**EXERCISE OBJECTIVE:**
Please copy the items below word for word, keeping every character unchanged.

[Begin]

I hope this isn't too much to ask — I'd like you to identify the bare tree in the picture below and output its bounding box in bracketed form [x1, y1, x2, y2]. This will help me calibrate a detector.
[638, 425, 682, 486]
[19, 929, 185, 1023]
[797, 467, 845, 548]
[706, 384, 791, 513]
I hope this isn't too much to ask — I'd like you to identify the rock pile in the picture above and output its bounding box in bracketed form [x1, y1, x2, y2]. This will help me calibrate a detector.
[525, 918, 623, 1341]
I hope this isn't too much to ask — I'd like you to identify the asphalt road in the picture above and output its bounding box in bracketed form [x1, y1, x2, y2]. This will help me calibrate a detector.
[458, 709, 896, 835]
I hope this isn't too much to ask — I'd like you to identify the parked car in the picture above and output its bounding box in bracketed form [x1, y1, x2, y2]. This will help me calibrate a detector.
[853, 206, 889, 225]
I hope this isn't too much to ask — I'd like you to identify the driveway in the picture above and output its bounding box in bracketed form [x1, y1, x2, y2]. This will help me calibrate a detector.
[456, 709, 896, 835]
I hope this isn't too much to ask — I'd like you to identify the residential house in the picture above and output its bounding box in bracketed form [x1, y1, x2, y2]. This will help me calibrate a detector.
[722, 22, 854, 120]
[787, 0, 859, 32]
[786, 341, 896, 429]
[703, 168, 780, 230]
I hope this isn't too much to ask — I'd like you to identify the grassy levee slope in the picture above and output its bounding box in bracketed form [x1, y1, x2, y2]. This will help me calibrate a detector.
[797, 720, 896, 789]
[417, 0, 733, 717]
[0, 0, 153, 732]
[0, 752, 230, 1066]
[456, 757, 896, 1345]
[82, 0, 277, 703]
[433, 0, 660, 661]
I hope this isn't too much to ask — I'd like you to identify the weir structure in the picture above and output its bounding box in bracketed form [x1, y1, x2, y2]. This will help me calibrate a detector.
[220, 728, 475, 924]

[End]

**TASK SOLUTION:**
I hope this isn't too much to ask — I'd like you to identify the bare tree in the picture below and output its bounding box in bracketed form [x1, y1, x2, y2]. This will help me calibrate a detector.
[638, 425, 682, 486]
[19, 929, 185, 1023]
[797, 467, 845, 548]
[706, 384, 791, 513]
I hope this isn't too much to ask — I'd like you to identify the rock pile in the picture above and output its bounding box in bracketed form [x1, y1, x2, y2]. This will help me calibrate a detector.
[525, 918, 623, 1341]
I hope this isn't too much to ask — I'd like you to identify the asphalt road in the picture above and output its bounding box in bracketed form [x1, y1, x2, y2]. This will help me calibrate a detector.
[458, 709, 896, 835]
I hope this isn't too much to ask — I'd like you to identify the parked car in the picture above and output its bounding box in bracketed form [x1, y1, x2, y2]. This will help me calibrate a detector.
[853, 206, 889, 225]
I hope this isn't too much to ask — I'd like you to identify the driveway in the picture above and output its bounding box in bracketed form [x1, y1, x2, y2]. This will help me calibrate a detector.
[456, 709, 896, 835]
I hope this isn't too much to ask — I'd like you to identify the residential house in the picture above and output its bounding box in bracketed form [x1, y1, x2, y2]. This will help me calibrate a detector.
[722, 22, 854, 120]
[787, 0, 859, 32]
[786, 341, 896, 429]
[703, 168, 780, 230]
I hope this isn't too much to ask — I'd like you to identify the grassy levee slope in the picture above and output its bounding box in bracketed form [x1, y1, x2, y2]. This will help me calibrate a detector.
[797, 720, 896, 789]
[417, 0, 733, 717]
[0, 0, 153, 732]
[0, 752, 230, 1066]
[456, 757, 896, 1345]
[82, 0, 277, 703]
[433, 0, 660, 661]
I hope this isn't too much to ask — I'd like you to identify the weir structure in the picture above and output its bounding box in bracketed form [x1, y1, x2, y2]. This will help me calibrate a detector.
[220, 728, 475, 924]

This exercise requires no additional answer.